===== Given data =====
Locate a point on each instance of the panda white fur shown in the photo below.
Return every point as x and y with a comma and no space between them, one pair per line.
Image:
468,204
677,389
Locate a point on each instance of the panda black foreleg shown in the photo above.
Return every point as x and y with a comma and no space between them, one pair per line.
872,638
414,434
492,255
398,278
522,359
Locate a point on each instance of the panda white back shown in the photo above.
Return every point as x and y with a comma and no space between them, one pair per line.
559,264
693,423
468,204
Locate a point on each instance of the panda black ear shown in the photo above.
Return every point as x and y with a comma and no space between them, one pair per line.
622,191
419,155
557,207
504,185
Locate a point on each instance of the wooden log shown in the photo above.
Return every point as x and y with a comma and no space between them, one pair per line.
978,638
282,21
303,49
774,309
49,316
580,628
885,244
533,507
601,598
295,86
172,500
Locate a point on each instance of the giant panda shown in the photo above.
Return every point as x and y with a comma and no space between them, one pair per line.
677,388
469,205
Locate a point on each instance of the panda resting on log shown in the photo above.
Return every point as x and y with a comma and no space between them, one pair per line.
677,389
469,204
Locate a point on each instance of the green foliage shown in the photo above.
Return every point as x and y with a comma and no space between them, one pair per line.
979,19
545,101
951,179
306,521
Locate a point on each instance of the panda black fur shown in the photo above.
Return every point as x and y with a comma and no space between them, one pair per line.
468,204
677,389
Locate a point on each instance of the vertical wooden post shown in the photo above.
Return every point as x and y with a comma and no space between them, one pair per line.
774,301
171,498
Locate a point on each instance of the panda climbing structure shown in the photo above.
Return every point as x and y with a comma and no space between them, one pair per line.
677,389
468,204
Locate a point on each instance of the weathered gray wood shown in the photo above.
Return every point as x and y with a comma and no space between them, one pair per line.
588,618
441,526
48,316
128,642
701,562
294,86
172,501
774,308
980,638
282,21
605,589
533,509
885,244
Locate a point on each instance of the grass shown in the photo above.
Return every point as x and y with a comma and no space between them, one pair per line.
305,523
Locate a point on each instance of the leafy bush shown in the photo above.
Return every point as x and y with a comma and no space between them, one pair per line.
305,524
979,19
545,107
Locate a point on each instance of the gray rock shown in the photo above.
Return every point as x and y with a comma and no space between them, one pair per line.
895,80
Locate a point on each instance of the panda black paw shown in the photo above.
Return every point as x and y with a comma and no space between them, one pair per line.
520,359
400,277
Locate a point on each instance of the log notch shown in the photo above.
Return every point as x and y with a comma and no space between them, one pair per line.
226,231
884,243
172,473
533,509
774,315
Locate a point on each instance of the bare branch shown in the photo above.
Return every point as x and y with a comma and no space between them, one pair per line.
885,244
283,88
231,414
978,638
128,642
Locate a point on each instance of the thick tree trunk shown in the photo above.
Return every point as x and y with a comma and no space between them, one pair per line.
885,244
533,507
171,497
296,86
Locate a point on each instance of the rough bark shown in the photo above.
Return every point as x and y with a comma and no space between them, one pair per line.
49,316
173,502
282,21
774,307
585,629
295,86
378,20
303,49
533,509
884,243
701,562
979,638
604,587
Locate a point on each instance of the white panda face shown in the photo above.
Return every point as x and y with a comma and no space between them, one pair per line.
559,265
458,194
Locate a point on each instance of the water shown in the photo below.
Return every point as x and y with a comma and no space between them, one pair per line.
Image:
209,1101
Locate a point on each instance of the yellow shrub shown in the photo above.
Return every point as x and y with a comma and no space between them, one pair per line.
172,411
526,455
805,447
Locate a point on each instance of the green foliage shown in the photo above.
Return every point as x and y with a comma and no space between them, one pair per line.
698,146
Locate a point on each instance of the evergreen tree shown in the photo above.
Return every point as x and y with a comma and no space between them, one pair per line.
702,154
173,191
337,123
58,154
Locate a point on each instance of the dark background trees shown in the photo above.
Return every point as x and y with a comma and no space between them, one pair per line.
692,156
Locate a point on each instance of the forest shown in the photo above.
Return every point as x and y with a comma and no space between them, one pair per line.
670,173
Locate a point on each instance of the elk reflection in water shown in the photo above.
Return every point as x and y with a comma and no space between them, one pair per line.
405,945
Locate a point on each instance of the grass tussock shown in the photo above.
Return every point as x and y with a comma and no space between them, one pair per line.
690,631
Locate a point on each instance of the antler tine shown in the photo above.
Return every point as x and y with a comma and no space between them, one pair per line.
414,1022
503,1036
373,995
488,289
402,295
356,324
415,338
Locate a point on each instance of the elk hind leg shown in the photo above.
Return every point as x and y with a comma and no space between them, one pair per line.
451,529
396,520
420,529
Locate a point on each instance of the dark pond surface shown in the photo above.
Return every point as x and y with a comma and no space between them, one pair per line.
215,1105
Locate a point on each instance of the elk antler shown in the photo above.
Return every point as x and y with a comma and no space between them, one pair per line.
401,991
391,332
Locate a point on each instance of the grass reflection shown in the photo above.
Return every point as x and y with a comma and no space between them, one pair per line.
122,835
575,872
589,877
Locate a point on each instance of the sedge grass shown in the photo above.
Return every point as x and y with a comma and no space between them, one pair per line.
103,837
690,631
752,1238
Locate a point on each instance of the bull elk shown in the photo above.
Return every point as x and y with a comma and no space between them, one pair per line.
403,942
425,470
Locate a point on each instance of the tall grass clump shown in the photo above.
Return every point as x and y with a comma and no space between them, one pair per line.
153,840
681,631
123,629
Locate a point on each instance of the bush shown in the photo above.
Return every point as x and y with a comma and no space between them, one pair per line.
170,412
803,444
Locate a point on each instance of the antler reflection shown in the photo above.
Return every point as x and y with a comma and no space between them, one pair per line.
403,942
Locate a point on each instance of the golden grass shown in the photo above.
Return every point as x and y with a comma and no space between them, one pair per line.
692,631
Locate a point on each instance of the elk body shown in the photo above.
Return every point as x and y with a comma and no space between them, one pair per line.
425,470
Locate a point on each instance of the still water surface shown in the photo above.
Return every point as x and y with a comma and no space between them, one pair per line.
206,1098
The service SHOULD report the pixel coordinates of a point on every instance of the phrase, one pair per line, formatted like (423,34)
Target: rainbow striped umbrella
=====
Task details
Reproduce word for word the lines from the one containing "The service SHOULD" through the end of the items.

Complete answer
The service SHOULD report the pixel coordinates of a point on every instance of the phrase, one pair per line, formatted like (423,34)
Target: rainbow striped umbrella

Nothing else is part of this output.